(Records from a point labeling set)
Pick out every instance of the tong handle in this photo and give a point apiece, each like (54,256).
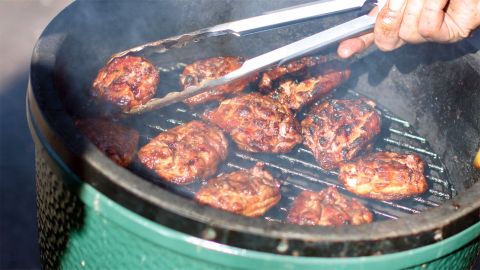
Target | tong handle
(286,16)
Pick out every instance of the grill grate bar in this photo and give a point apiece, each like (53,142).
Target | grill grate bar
(437,168)
(394,119)
(406,134)
(317,180)
(300,187)
(404,145)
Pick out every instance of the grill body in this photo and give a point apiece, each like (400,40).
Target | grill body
(98,233)
(95,214)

◆ DO THIS
Copy every line of the items above exactly as they appear, leaving out the pictures.

◆ FULL SOLUTION
Pick out every instance of the tong handle in this photo and give a point apiece, each like (54,256).
Target | tong handle
(286,16)
Pick out every instance of the grill grate bar in this photo and give a point apiece, each like (53,142).
Target | grill grate bar
(437,168)
(394,119)
(406,134)
(317,180)
(300,187)
(404,145)
Pick out every instance of the grill body in this photo and give a point apiece, each like (400,40).
Target | grill body
(98,233)
(95,214)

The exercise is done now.